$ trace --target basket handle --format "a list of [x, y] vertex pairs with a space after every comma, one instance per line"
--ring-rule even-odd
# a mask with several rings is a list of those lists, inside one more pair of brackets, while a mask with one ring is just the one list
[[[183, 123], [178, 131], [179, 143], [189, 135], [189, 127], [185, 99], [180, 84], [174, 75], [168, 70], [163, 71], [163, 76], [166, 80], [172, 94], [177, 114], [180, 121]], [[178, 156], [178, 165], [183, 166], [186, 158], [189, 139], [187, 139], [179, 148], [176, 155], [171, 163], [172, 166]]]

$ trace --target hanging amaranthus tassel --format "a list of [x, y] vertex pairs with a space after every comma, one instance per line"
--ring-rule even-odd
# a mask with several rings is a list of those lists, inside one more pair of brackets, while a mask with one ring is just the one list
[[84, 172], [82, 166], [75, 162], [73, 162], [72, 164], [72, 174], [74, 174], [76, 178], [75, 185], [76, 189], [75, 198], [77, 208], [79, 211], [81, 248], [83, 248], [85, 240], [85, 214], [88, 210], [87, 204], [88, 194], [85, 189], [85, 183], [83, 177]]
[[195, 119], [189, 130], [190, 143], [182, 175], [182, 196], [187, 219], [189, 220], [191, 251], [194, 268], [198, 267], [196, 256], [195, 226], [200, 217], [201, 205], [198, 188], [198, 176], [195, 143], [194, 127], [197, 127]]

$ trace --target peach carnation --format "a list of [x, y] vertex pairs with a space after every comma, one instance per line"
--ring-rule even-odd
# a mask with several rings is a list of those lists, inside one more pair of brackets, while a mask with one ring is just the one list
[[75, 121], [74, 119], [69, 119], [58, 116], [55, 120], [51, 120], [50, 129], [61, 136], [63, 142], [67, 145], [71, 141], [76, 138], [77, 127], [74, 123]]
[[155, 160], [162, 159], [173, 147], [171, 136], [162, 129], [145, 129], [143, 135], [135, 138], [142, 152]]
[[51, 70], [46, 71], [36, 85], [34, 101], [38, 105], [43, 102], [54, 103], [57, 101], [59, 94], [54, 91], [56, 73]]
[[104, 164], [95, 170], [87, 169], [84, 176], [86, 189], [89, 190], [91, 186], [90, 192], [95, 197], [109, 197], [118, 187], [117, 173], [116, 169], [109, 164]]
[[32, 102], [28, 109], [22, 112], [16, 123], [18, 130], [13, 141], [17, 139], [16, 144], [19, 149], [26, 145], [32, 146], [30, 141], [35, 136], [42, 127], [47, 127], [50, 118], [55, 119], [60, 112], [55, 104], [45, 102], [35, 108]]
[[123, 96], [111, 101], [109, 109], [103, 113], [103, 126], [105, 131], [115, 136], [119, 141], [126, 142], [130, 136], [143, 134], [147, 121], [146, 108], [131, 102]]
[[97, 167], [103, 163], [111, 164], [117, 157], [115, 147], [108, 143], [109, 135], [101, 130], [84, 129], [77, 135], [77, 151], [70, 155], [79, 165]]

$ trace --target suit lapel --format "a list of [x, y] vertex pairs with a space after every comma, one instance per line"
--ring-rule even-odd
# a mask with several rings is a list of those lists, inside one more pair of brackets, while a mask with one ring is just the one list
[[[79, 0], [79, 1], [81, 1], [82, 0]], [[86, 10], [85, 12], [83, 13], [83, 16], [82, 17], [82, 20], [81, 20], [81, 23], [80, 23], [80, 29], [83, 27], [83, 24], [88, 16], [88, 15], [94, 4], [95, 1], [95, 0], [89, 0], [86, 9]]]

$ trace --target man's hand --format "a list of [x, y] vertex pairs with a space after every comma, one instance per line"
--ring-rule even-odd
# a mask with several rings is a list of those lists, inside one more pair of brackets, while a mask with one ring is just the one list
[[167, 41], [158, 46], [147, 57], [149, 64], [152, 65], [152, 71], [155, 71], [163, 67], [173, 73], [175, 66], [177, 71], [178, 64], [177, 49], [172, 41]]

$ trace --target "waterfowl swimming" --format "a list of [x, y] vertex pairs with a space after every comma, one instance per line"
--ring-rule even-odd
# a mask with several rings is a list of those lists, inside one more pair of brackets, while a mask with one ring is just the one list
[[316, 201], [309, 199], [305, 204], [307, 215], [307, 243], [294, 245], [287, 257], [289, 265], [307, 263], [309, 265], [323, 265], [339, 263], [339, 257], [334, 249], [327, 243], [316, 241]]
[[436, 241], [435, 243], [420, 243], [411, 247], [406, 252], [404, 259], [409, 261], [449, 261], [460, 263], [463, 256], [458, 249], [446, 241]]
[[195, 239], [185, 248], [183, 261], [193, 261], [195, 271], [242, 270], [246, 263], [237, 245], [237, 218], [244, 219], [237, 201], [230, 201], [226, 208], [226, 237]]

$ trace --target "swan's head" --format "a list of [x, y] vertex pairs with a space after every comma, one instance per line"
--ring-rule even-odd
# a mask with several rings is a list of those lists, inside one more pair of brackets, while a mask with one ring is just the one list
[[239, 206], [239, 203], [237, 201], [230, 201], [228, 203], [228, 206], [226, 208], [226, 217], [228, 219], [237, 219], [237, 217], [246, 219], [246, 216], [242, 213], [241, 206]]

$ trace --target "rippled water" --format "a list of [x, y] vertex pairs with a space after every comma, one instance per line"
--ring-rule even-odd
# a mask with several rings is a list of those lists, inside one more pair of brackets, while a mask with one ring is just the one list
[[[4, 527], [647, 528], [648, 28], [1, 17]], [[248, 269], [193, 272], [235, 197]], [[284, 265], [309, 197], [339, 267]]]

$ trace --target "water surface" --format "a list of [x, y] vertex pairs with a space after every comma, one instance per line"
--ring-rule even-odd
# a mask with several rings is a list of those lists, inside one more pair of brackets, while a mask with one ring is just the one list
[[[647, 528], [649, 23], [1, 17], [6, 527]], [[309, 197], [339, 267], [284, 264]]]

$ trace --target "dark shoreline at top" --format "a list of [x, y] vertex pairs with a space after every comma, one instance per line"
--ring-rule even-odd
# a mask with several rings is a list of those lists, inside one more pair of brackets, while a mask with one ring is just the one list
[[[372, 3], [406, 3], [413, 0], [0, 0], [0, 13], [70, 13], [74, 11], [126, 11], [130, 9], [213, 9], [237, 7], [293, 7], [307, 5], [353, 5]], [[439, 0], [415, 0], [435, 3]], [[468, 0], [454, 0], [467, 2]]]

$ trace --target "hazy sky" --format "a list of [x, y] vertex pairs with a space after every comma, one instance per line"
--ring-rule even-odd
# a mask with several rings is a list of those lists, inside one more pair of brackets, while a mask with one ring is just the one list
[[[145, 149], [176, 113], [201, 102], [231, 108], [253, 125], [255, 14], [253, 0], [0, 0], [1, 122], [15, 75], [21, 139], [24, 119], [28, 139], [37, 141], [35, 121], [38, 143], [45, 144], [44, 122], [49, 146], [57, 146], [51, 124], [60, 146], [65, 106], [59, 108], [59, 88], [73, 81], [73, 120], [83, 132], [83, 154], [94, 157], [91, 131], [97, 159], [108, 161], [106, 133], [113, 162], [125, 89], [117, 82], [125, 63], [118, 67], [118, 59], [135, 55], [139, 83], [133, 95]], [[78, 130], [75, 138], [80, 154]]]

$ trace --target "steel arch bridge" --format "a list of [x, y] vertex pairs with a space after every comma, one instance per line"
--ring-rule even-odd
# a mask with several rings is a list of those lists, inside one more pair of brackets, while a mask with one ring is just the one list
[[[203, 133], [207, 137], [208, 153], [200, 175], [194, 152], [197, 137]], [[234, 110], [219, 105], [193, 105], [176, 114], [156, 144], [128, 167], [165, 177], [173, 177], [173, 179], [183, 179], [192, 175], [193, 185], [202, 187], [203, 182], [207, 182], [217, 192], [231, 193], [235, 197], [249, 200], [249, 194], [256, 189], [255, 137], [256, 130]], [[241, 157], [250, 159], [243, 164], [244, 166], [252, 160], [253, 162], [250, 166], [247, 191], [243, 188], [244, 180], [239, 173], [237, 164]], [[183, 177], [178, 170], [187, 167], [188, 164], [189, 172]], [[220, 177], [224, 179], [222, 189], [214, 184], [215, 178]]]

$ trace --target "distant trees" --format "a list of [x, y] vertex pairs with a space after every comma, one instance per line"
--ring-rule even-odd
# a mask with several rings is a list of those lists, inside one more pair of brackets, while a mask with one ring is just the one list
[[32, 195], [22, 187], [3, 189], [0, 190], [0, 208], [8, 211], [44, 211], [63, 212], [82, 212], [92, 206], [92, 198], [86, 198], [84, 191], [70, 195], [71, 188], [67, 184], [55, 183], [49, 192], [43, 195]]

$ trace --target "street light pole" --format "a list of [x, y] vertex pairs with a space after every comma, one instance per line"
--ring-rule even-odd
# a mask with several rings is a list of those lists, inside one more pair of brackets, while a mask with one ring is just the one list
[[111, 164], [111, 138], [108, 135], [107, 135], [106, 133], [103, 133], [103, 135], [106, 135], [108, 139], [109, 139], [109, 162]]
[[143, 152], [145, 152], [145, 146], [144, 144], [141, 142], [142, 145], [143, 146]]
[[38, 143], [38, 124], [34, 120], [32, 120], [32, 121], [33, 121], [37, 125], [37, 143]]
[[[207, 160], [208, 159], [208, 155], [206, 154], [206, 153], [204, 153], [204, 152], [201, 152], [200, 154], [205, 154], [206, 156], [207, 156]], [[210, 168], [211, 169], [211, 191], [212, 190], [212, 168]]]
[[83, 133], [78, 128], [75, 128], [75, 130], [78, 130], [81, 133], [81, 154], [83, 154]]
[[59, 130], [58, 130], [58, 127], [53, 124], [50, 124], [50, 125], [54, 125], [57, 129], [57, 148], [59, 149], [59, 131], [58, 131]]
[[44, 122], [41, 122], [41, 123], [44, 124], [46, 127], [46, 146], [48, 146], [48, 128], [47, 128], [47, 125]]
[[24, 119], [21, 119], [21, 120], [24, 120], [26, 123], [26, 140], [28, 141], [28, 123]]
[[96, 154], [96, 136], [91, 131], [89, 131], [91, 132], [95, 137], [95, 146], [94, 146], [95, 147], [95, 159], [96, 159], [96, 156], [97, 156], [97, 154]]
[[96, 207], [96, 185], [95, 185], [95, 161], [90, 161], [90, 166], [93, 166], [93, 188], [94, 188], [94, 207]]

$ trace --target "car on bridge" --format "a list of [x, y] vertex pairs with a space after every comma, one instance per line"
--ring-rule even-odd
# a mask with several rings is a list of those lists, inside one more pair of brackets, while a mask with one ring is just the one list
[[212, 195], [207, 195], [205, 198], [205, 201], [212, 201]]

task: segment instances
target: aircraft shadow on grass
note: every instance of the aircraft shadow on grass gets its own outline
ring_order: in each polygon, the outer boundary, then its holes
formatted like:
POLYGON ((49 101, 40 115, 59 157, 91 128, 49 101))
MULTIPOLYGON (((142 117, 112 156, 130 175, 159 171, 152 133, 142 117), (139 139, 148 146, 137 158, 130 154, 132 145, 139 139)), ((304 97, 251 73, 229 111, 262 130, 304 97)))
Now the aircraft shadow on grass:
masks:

→ OBJECTIVE
Copy out verbatim every line from the one containing "task: segment instances" to the last line of the items, inclusive.

→ FULL RESPONSE
task: segment instances
target: aircraft shadow on grass
note: every instance of the aircraft shadow on grass gets its own outline
ring_order: in each polygon, the outer boundary, then its holes
formatted like:
POLYGON ((49 101, 40 115, 59 157, 91 128, 49 101))
MULTIPOLYGON (((142 117, 112 156, 130 175, 159 171, 152 133, 142 117), (139 139, 148 146, 137 158, 130 154, 132 145, 139 139)), ((304 97, 251 73, 229 111, 262 130, 304 97)))
Now the aircraft shadow on grass:
masks:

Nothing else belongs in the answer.